Start of SOURCE TEXT

On radar and radio exposure and cancer in the military setting

January 22, 2023

Abstract

Introduction

In 2018, we reported a case series of 47 patients diagnosed with cancer following several years of exposure to high-intensity whole-body radiofrequency radiation (RFR) using the parameter of percentage frequency (PF). Consistent high and statistically significant PFs of hematolymphoid (HL) cancers were found in this group and in four previous reports on RFR-exposed groups in Belgium, Poland and Israel together with increased all-cancers rates. In this paper we report a new series of 46 young cancer patients who were exposed during military service to such radiation.

Materials and methods

The new group of patients comprises Israeli soldiers previously exposed to occupational RFR. The patients were self-selected to enroll in the research in cooperation with an NGO assisting patients with administrative counseling and legal and social services. The new group of patients was studied with respect to distribution (proportion) of cancer types using the method of PF. When possible, cancer risk ratios (RR) were estimated too. The results are compared to those of other occupational groups in three countries.

End of SOURCE TEXT

- _THE PROBLEM_
Transcribe the text on radiofrequency exposure and cancer word for word, from "Introduction" to "to such radiation.". None of the items that come next have any bearing on this text.

Start of MATERIAL SUPPLIED

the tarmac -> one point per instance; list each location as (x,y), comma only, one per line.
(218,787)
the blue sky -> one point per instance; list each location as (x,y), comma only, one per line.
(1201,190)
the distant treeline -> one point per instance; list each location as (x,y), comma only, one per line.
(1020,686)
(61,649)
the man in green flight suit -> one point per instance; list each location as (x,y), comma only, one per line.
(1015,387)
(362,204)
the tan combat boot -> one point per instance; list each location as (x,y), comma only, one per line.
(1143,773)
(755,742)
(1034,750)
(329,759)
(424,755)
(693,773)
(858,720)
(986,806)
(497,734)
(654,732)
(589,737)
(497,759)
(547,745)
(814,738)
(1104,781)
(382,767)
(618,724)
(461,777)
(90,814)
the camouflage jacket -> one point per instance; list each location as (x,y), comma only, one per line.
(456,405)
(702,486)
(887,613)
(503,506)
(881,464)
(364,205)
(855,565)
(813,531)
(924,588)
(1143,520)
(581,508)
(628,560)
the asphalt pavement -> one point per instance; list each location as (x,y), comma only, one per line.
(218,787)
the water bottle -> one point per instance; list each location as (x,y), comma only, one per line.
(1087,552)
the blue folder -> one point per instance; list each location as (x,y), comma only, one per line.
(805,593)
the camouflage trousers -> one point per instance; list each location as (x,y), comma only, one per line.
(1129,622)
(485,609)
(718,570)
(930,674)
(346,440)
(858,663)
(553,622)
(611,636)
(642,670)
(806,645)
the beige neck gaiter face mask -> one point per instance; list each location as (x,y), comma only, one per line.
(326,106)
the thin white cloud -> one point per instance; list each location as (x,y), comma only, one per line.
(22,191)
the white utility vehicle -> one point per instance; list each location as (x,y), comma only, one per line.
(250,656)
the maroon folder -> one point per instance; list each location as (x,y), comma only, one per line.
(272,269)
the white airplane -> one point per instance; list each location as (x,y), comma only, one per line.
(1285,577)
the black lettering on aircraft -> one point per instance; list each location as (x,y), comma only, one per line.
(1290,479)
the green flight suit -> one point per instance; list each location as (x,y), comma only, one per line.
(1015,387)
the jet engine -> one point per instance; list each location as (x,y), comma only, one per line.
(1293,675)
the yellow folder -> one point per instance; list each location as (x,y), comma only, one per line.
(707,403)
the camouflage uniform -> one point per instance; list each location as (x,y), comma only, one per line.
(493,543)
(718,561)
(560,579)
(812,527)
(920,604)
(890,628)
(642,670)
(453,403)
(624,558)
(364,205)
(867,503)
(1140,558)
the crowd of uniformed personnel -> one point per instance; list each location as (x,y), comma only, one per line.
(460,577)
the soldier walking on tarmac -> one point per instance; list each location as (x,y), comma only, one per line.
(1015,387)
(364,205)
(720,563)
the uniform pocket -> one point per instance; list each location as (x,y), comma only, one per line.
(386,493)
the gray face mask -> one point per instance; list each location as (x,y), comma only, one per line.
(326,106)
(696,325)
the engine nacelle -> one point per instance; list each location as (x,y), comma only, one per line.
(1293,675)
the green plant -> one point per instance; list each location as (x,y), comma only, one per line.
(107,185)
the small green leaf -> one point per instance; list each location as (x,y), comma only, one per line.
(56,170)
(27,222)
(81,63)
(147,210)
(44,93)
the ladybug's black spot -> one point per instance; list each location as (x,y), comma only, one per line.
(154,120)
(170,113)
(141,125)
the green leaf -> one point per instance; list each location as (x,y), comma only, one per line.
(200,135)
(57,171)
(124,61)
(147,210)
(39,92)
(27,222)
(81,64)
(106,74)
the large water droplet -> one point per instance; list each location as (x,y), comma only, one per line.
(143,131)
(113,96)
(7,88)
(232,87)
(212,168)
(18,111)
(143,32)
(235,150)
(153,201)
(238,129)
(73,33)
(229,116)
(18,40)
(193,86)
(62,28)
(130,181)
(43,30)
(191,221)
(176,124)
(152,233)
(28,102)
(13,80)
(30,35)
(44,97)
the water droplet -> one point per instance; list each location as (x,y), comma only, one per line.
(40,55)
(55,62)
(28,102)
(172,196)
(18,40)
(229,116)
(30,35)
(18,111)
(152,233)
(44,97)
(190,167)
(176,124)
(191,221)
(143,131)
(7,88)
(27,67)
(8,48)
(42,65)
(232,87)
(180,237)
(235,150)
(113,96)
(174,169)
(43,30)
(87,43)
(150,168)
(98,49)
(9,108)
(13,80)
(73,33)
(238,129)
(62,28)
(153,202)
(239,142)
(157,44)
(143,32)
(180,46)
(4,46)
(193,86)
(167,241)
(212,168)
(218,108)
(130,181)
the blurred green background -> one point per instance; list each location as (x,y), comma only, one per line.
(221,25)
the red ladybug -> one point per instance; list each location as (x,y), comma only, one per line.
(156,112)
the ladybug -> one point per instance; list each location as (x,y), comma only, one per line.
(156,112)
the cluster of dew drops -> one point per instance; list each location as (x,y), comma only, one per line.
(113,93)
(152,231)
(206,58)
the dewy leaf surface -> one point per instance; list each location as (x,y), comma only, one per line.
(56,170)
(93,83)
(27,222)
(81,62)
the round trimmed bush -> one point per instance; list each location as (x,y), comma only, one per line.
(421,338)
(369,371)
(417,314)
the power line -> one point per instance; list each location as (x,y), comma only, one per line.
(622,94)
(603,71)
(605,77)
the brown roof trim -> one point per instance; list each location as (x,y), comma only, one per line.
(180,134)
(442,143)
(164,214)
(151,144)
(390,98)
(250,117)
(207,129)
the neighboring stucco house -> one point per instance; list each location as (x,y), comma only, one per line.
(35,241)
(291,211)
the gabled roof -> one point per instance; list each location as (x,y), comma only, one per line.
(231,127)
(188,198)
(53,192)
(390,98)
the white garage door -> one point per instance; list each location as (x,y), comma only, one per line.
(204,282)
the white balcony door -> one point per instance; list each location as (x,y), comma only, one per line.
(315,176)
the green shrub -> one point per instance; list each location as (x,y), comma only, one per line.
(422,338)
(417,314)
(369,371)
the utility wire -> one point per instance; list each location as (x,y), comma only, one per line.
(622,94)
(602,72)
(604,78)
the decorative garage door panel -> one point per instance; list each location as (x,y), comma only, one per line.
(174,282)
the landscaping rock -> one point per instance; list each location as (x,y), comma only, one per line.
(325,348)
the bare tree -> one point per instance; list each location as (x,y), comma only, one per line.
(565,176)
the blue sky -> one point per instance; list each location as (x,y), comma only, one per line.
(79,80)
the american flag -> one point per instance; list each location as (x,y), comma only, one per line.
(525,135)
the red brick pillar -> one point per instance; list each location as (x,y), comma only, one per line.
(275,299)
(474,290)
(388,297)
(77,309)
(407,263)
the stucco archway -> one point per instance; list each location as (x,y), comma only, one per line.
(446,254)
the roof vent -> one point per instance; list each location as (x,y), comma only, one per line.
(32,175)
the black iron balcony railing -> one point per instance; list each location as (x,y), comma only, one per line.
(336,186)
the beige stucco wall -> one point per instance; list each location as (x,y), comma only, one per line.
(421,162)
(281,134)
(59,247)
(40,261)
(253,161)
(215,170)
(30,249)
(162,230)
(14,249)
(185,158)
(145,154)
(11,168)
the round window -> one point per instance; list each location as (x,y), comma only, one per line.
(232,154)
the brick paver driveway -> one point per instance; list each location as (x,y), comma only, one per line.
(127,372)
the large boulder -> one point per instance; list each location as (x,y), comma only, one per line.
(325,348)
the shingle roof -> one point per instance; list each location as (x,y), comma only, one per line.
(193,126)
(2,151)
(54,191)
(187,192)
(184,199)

End of MATERIAL SUPPLIED

- _TASK OUTPUT_
Introduction

In 2018, we reported a case series of 47 patients diagnosed with cancer following several years of exposure to high-intensity whole-body radiofrequency radiation (RFR) using the parameter of percentage frequency (PF). Consistent high and statistically significant PFs of hematolymphoid (HL) cancers were found in this group and in four previous reports on RFR-exposed groups in Belgium, Poland and Israel together with increased all-cancers rates. In this paper we report a new series of 46 young cancer patients who were exposed during military service to such radiation.